**Tarefa 1**
De acordo com o texto sobre a morte do rabino Henry Sobel, em que local foi realizado o ato ecumênico em homenagem a Herzog?
**Tarefa 2**
Indique se cada afirmação concorda com o texto sobre a morte do rabino Henry Sobel. Responda sim ou não e cite as palavras do texto que decidem a resposta. (a) Sobel morreu aos 75 anos, em Miami. (b) Herzog foi sepultado nas margens do Cemitério Israelita do Butantan. (c) O ato ecumênico em homenagem a Herzog ocorreu em 25 de outubro de 1975.
**Tarefa 3**
Redija a continuação do texto sobre a morte do rabino Henry Sobel, começando logo após a última frase apresentada.

**Texto para leitura**
Morre Henry Sobel, o rabino que desafiou a ditadura no caso Herzog

O rabino Henry Sobel morreu na manhã nesta sexta-feira (22), aos 75 anos, em Miami (EUA), vítima de complicações associadas a um câncer no pulmão. Rabino emérito da Congregação Israelita Paulista (CIP) e uma das principais lideranças judaicas no Brasil, Sobel sobressaiu como uma “voz firme em defesa dos direitos humanos”, conforme nota divulgada pela família. Sob o regime militar (1964-1985), ele ousou desafiar a ditadura para denunciar o caso do jornalista Vladimir Herzog.

Dom Paulo e Sobel

O episódio foi um dos mais marcantes de sua trajetória. Quando Herzog foi assassinado, em 25 de outubro de 1975, nos porões do DOI-Codi, em São Paulo, o jovem rabino Sobel não engoliu a versão oficial – e fraudulenta – da ditadura, segundo a qual o jornalista teria se suicidado. Mesmo enfrentando pressões, ele permitiu o sepultamento de Herzog – que tinha origem judia – no centro do Cemitério Israelita do Butantan, seguindo os ritos judaicos. Se a CIP avalizasse a versão dos militares, o sepultamento de Herzog só poderia ser feito nas margens do lugar.

Em 31 de outubro de 1975 – uma semana após o covarde assassinato –, Sobel voltou a enfrentar o regime. Ao lado de dom Paulo Evaristo Arns (então arcebispo de São Paulo) e do reverendo Jaime Wright (pastor presbiteriano), o rabino liderou o célebre ato ecumênico em homenagem a Herzog. A Catedral da Sé ficou lotada e uma multidão tomou conta da praça, num silencioso e contundente protesto contra a ditadura.

Na autobiografia Um Homem. Um Rabino (2008), Sobel dedica considerável espaço ao seu envolvimento “na luta contra a ditadura militar”, com certo tom heroico. No capítulo “Vladimir Herzog”, o rabino relata o diálogo que teve com “um funcionário” da CIP: quando o rapaz citou sinais de tortura no corpo de Herzog, Sobel disse: “Então não vamos enterrá-lo como suicida”. E o “funcionário”: “O sr. tem certeza rabino?” E Sobel: “Total. Se alguém perguntar, diga que é um pedido do rabino Sobel”.

**Dados**
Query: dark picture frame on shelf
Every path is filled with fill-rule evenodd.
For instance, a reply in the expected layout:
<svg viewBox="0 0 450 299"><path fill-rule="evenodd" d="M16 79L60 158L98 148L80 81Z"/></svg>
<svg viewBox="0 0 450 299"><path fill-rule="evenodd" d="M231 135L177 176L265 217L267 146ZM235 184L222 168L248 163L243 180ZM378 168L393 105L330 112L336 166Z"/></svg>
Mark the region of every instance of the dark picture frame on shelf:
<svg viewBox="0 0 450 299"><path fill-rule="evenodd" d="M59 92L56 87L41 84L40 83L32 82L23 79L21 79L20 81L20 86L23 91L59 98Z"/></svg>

**Resposta 1**
Na Catedral da Sé.

**Resposta 2**
(a) Sim: "aos 75 anos, em Miami (EUA)".
(b) Não: "no centro do Cemitério Israelita do Butantan".
(c) Não: "Em 31 de outubro de 1975".

**Resposta 3**
Mais adiante, ao escrever sobre “a mídia e o poder”, ele afirma: “A verdade é que, a partir do caso Vladimir Herzog, ganhei uma projeção na mídia que jamais imaginara ao desembarcar no Brasil. O que, é claro, nunca havia sido meu objetivo: o engajamento obedeceu a um dever de consciência, a convicções religiosas e humanistas. Porém, o fato é que eu me tornara um judeu conhecido nacionalmente”.

Nascido em Portugal, Sobel se estabeleceu em Nova York, nos EUA. No continente americano, tornou-se rabino. Veio para o Brasil na década de 1970, onde se radicou, tornando-se uma das principais lideranças religiosas no país. Sua atuação aguerrida desagradou a setores conservadores do judaísmo, sempre insatisfeitos com as desavenças públicas entre Sobel e os militares no poder.

Esses setores “deram o troco” no rabino em 2007, no lamentável “episódio das gravatas”. Num período em que sofria de depressão e tinha constantes transtornos devido ao uso de medicamentos tarja preta, Sobel foi detido por causa do furto de gravatas numa loja nos EUA. “Trinta e sete anos e puf! Fiz o impensável”, desabafou ele, trêmulo, em um filme sobre sua trajetória lançado em 2014.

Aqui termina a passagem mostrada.